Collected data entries
::::::::

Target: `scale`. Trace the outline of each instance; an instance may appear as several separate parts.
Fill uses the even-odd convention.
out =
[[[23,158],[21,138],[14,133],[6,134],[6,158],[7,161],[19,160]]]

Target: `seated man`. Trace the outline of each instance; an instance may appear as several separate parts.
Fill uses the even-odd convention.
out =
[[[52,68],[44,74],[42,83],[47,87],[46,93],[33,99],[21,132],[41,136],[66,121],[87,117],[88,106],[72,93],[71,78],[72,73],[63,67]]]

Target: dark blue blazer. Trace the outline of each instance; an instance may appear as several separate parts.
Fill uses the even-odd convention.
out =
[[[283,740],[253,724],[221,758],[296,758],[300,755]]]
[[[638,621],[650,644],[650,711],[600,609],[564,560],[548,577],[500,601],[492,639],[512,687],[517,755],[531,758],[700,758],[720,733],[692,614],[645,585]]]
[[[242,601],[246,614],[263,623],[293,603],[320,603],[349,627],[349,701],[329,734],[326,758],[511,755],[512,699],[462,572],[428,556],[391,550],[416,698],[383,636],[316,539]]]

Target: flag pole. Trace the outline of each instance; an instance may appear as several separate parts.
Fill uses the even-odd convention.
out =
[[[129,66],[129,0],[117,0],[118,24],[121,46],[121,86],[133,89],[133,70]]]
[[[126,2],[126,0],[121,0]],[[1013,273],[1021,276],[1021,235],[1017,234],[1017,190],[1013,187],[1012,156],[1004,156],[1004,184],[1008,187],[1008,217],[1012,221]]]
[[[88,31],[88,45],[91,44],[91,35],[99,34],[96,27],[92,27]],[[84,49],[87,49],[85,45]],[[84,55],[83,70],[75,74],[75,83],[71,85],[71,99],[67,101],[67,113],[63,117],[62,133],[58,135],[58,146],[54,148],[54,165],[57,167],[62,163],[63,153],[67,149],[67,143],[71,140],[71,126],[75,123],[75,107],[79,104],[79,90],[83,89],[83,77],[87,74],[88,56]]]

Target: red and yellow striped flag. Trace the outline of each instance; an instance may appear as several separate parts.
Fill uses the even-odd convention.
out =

::::::::

Exercise instructions
What are the lines from the one with "Target: flag pole." through the end of the entries? Give them again exactly, both end lines included.

Solution for this exercise
Target: flag pole. Trace the outline of each instance; an instance may appear as several separate parts.
Fill uses the even-odd convention.
out =
[[[129,66],[129,0],[117,0],[118,24],[121,46],[121,86],[133,89],[133,70]]]
[[[126,2],[126,0],[121,0]],[[1013,273],[1021,276],[1021,235],[1017,234],[1017,190],[1013,187],[1012,156],[1004,156],[1004,184],[1008,187],[1008,217],[1012,221]]]
[[[88,31],[88,45],[91,44],[91,35],[99,34],[96,27],[92,27]],[[84,49],[87,49],[85,45]],[[84,55],[83,70],[75,74],[75,83],[71,85],[71,99],[67,101],[67,113],[63,117],[62,133],[58,135],[58,146],[54,148],[54,165],[57,167],[62,163],[63,153],[67,149],[67,143],[71,140],[71,126],[75,123],[75,107],[79,104],[79,90],[83,89],[83,77],[87,74],[88,56]]]

Target: red and yellow striped flag. Trace the outline of each instance; an instance may appear as several separate parts.
Fill uses the even-odd convention.
out =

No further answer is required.